**Required task a**
In the RCU thread excerpt, what latency does Ingo Molnar predict when a high-priority writer thread arrives while 100 threads hold the read-lock?

**Page excerpt**
____________________

The only thing that I can think of that can go wrong here is what kind
of effect it would have on the thread write blocking against a bunch of
RCU readers. It could introduce a chain of delays into, say, a timer event
and might cause problems/side-effects for other things being processed.
RCU processing might have to decoupled processed by a different thread
to avoid some of that latency weirdness.

What do you folks think ?

bill

Re: Real-Time Preemption and RCU

[Esben Nielsen]

On Tue, 22 Mar 2005, Bill Huey wrote:

> On Fri, Mar 18, 2005 at 05:55:44PM +0100, Esben Nielsen wrote:
> > On Fri, 18 Mar 2005, Ingo Molnar wrote:
> > > i really have no intention to allow multiple readers for rt-mutexes. We
> > > got away with that so far, and i'd like to keep it so. Imagine 100
> > > threads all blocked in the same critical section (holding the read-lock)
> > > when a highprio writer thread comes around: instant 100x latency to let
> > > all of them roll forward. The only sane solution is to not allow
> > > excessive concurrency. (That limits SMP scalability, but there's no
> > > other choice i can see.)
> > 
> > Unless a design change is made: One could argue for a semantics where
> > write-locking _isn't_ deterministic and thus do not have to boost all the
> 
> RCU isn't write deterministic like typical RT apps are we can... (below :-))

It is: It takes place right away. But it is not non-deterministic when
_all_ readers actually read it. Also the cleanup is non-deterministic.
So unless you actually _wait_ for the cleanup to happen instead of
defering it you can safely do RCU writes in a RT-task.

____________________

**Source data**
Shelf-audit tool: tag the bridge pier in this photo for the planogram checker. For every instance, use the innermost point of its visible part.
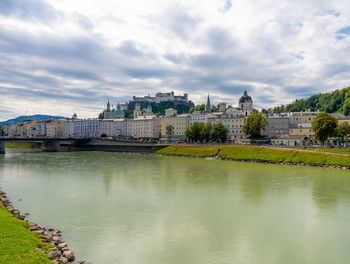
(2, 147)
(50, 146)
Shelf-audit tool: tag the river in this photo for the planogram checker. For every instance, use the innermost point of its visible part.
(143, 209)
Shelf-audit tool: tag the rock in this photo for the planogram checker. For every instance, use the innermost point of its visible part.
(56, 233)
(38, 231)
(21, 217)
(63, 260)
(69, 255)
(33, 228)
(64, 249)
(54, 254)
(62, 245)
(41, 227)
(46, 239)
(57, 240)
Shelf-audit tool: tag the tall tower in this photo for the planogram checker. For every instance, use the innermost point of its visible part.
(246, 104)
(208, 106)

____________________

**Required task b**
In the records, can you swap "tall tower" for "radio mast" in the part that opens with the line containing "Shelf-audit tool: tag the tall" and runs through the end of the records, then give back only that part with everything else unchanged?

**Full solution a**
An instant 100x latency.

**Full solution b**
Shelf-audit tool: tag the radio mast in this photo for the planogram checker. For every instance, use the innermost point of its visible part.
(246, 104)
(208, 106)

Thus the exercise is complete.